▸ **Working data**
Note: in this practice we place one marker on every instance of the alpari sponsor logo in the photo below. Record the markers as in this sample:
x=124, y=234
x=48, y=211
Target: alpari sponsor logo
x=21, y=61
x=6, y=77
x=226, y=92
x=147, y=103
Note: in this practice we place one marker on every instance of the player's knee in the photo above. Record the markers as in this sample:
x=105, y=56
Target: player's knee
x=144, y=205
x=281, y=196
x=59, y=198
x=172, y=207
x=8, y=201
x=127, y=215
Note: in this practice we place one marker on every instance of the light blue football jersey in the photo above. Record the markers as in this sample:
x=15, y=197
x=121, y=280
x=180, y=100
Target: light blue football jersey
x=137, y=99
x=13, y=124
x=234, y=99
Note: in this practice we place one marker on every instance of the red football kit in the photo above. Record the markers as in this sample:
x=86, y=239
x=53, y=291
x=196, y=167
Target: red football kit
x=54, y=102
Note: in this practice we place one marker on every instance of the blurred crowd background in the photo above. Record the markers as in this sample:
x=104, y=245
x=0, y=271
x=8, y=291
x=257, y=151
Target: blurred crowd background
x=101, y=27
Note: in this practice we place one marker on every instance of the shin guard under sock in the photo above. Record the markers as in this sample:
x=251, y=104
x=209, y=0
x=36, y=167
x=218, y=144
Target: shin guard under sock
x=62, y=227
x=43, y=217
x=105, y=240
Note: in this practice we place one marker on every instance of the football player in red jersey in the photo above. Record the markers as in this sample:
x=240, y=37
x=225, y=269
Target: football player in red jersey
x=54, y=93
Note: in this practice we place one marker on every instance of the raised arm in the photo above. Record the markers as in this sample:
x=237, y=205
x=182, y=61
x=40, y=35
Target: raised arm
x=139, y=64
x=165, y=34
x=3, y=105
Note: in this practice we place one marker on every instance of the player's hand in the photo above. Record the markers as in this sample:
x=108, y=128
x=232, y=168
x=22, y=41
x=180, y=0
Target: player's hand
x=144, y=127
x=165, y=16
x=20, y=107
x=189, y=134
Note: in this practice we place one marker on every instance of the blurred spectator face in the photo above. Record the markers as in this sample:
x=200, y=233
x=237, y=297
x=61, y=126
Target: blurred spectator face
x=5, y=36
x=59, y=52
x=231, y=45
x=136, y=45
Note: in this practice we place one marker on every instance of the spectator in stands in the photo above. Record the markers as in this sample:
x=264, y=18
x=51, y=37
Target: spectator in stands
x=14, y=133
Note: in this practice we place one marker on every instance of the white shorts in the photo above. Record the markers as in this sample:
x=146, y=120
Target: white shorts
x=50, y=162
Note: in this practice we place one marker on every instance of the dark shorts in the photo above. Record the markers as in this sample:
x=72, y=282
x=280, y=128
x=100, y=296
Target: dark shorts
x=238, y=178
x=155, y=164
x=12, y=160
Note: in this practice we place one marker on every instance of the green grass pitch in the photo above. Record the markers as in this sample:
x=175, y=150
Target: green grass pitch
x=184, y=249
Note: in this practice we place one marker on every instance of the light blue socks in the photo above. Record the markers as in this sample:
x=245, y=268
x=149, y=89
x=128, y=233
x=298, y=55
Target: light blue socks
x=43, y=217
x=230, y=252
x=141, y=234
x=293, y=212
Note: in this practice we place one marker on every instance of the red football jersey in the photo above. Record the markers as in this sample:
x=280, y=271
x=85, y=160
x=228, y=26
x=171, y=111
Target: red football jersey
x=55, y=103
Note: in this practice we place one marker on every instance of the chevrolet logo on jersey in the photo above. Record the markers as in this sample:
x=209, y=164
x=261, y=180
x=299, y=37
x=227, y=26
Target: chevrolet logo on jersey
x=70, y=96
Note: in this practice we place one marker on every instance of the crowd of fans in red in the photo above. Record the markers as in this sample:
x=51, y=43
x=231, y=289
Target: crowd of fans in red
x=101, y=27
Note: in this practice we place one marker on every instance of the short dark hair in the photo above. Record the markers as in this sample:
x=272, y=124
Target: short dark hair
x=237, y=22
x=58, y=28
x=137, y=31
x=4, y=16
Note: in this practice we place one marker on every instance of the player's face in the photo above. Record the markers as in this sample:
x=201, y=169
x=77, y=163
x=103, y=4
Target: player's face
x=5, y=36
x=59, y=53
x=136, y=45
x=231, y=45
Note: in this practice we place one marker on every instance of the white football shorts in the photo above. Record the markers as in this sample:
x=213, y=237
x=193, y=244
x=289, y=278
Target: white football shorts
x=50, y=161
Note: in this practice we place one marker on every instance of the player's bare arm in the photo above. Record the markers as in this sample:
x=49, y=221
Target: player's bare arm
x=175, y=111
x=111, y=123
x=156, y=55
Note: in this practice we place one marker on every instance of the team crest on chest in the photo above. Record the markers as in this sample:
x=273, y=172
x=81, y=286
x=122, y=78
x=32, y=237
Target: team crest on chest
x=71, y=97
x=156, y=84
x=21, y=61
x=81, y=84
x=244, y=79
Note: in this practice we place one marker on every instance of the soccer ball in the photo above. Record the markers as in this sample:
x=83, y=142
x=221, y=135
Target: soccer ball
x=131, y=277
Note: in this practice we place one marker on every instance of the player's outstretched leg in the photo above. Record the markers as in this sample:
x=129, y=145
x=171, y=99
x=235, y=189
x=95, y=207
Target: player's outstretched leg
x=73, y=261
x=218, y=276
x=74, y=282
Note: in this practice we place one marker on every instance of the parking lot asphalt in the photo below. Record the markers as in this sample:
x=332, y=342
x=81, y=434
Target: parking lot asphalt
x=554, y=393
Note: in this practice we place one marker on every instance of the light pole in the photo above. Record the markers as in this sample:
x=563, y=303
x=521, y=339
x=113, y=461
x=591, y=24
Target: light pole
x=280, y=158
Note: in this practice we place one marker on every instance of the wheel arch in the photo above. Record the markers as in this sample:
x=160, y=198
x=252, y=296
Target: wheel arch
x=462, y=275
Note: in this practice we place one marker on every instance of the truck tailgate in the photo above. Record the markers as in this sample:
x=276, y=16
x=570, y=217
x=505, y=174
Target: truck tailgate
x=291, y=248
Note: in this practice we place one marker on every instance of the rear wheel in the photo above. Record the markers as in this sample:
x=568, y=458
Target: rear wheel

▸ **Aim**
Your task is to transcribe the line containing "the player's bare" and every line after it, through the last line of the data, exactly as written and with nothing more.

▸ **Exercise response**
Note: in this practice we place one marker on every instance of the player's bare arm in the photo above. Record the markers as in this sample:
x=49, y=221
Target: player's bare arm
x=175, y=111
x=111, y=123
x=156, y=55
Note: in this practice we place one marker on every instance of the team crest on chest in the photo above. Record the markers as in this sample:
x=273, y=172
x=81, y=286
x=122, y=78
x=32, y=237
Target: team crest on chest
x=71, y=97
x=156, y=84
x=21, y=61
x=81, y=84
x=244, y=79
Note: in this practice we place one marker on every instance of the soccer ball in the photo above. Record the markers as in this sample:
x=83, y=142
x=221, y=135
Target: soccer ball
x=131, y=277
Note: in this practice we place one marker on every instance of the player's outstretched leg in the photo above. Record the markers as in this sample:
x=129, y=145
x=171, y=99
x=235, y=189
x=95, y=207
Target: player's outstretched leg
x=73, y=261
x=218, y=276
x=74, y=282
Note: in this practice we place one marker on every instance of the parking lot asphalt in the photo below. Record the markers as in this sample:
x=332, y=342
x=81, y=434
Target: parking lot asphalt
x=554, y=393
Note: in this practice we place one marker on every instance of the light pole in the photo above. Record the markers as in this sample:
x=563, y=303
x=521, y=339
x=113, y=461
x=591, y=24
Target: light pole
x=280, y=158
Note: in this practice we place one marker on every instance of the wheel arch in the photo above. Record the markers as in this sample:
x=160, y=198
x=252, y=296
Target: wheel arch
x=462, y=275
Note: in this practice we place one marker on every instance of the truck tailgate in the photo above. Record the markers as in this sample:
x=276, y=16
x=570, y=217
x=505, y=174
Target: truck tailgate
x=291, y=248
Note: in this practice we place one marker on every instance of the rear wheel in the photo above. Record the markers as in this sample:
x=568, y=458
Target: rear wheel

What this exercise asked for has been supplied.